Given information:
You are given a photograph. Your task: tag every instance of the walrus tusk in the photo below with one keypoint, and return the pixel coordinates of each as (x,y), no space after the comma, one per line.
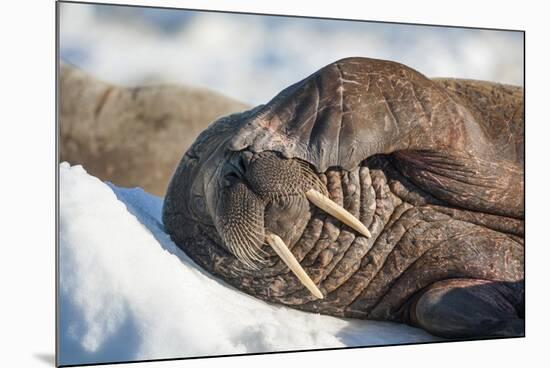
(330,207)
(288,258)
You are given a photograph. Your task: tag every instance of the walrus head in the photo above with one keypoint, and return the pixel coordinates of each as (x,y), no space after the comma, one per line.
(260,191)
(249,202)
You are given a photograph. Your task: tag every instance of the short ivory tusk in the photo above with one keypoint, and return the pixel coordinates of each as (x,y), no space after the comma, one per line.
(330,207)
(288,258)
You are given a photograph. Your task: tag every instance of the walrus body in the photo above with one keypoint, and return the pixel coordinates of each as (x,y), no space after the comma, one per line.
(433,169)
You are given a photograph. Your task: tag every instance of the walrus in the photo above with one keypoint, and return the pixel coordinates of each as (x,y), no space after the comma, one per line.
(366,190)
(132,136)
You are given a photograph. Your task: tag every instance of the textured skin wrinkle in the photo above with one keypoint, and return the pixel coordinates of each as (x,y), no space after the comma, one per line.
(433,168)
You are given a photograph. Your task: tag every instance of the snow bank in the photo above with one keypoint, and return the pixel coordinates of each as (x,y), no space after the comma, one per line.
(128,293)
(252,58)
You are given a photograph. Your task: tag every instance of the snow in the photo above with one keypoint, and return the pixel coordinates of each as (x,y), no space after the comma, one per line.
(127,292)
(251,58)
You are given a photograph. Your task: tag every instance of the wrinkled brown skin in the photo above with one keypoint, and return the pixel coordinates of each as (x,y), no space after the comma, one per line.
(434,169)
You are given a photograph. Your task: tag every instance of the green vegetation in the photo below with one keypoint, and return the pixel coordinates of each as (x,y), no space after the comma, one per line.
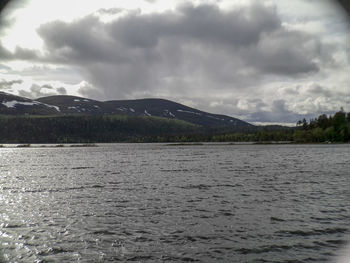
(324,129)
(87,130)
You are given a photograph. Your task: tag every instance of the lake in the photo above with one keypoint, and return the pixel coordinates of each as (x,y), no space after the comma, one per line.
(162,203)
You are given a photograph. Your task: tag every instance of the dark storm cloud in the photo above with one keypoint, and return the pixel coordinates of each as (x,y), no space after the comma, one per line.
(37,91)
(18,54)
(192,49)
(6,85)
(278,113)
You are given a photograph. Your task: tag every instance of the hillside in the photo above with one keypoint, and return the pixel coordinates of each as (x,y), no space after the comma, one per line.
(73,105)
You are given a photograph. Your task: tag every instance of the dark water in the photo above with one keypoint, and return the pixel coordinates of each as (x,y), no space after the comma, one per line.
(158,203)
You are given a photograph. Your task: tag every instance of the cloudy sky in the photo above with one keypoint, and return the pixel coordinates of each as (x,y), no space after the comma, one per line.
(261,61)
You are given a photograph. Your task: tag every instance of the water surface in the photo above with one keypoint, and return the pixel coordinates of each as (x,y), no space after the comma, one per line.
(160,203)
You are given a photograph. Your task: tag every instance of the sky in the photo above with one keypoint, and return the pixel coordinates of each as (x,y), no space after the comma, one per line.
(265,62)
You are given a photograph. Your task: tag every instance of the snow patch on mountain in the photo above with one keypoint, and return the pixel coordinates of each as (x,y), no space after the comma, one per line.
(14,103)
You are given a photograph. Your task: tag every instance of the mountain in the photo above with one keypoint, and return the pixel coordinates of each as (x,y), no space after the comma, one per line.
(15,105)
(73,105)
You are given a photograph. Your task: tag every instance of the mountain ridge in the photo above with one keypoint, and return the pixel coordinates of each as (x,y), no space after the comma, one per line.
(75,105)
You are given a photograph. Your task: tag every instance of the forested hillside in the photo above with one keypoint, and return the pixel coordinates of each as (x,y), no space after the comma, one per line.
(325,128)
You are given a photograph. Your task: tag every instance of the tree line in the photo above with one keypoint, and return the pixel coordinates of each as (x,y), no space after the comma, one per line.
(118,128)
(325,128)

Your assignment:
Output, exactly, all the records above; include no pictures.

Response area:
You are given a photograph. Your task: tag every instance of the walrus tusk in the photo below with one keypoint, and return the pixel coordinates of each as (x,y), no space after the comma, one per line.
(330,207)
(288,258)
You are given a photograph. Your task: tag every instance of the walrus head in the photo above with one keypoint, and return the pixel coordinates of each as (x,y), no space after the comma, one per line.
(260,191)
(249,202)
You are given a photograph. Your task: tag every instance of the short ivory tusk in the photo above with one keypoint, and return the pixel coordinates of each as (x,y), no space after the comma, one per line.
(330,207)
(288,258)
You are given a photograph. Your task: tag every instance of the walrus body in the photo above with one keypoint, and return the pixel coordinates of each as (x,y), no space after the comma, one per line.
(433,169)
You are given a photograph. Your task: tag every instance of the walrus in the photo above with one keypoint, and return the pixel coordinates of each as (x,y), no space after the comma, one per line.
(366,190)
(132,136)
You are given a photograph. Your task: tag every instance of the textured skin wrinkle in the photo above with one keypoint, and return the pixel coordinates of each as (x,y), no space after the comma, one per line.
(433,168)
You are given a photograph. Your task: tag every instance of the snow bank in the photo above with one keypoint, and return the pixel coordinates of each as (x,y), no space after the comma, one per line.
(128,293)
(252,58)
You are given a photograph. Your task: tag every instance of the snow in the photo above with one keypoint, and return the pixel coordinates of each as (x,y), no space after the comma, one per line.
(127,292)
(251,58)
You are given a photograph. Your task: tag every instance of the wrinkled brown skin in the photo above with one keypoint, and return the pixel coordinates of each as (x,y), no space after the comma, one per line.
(434,169)
You are given a photograph. Your task: tag every instance of the green vegetation in the photo below with one keypoint, and return the pixel coordinates of each as (x,y), no space after the comma, one per line.
(324,129)
(87,130)
You are given a photograph. Your task: tag every instance of the lake in the photo above with one keypoint, and return the pixel coordinates of each as (x,y), no space after the comma, one per line.
(162,203)
You are given a photograph. Your task: tag every instance of the dark storm cloud in the photo above with one keypoint, and return the pixel coordinates of each as (x,y), no space after the comma, one per line.
(37,91)
(18,54)
(192,49)
(6,85)
(278,113)
You are given a photograph. Your task: tag every instance of the hillside in the photo above with one keypoint, and return the pixel coordinates of each as (x,y), no space after the comma, one per line.
(73,105)
You are given a photograph. Your task: tag every instance of the dark water in the photo above with one keypoint, and return the pixel coordinates of each as (x,y), no space after the comma, one per line.
(158,203)
You are given a photograph. Your task: tag every instance of the cloudy sky in the photo above with one keypoint, and return the pixel coordinates of each as (x,y), no space after the comma, one per line.
(261,61)
You are given a photograph. Your task: tag every instance of the water surface in the photo above with one keypoint, and return the pixel coordinates of each as (x,y), no space after the comma, one per line.
(160,203)
You are given a photograph. Your task: tag every instance of the sky in the photo above with one keypoint, and return the pixel coordinates of each as (x,y), no space after the comma, one per line.
(265,62)
You are given a photograph. Your task: tag every instance of the snow patch on mountain in the photo above with one keypoint, and return the pixel coordinates of each as (x,y), no space after the comma, one per line.
(14,103)
You are given a photograph. Your task: tag every instance of the mountain in the photo above with one keypoint, and return the pixel coordinates of each as (x,y), no space after the comma, one per line.
(15,105)
(73,105)
You are given a photograph. Your task: tag every instance of the mountain ridge in the photo above with one keypoint, and return the pixel coordinates of each as (x,y), no space after the comma, one per line.
(75,105)
You are given a photograph. Your task: tag every instance of the forested hillside in the photo above with one keypoint, and return the pixel coordinates of each as (x,y), no space after the comma, one per line.
(325,128)
You are given a photograph. Your task: tag every instance of the tree line in the photo above with one keypoint, and return the pixel coordinates of each as (x,y), no space after the comma, one per line.
(118,128)
(325,128)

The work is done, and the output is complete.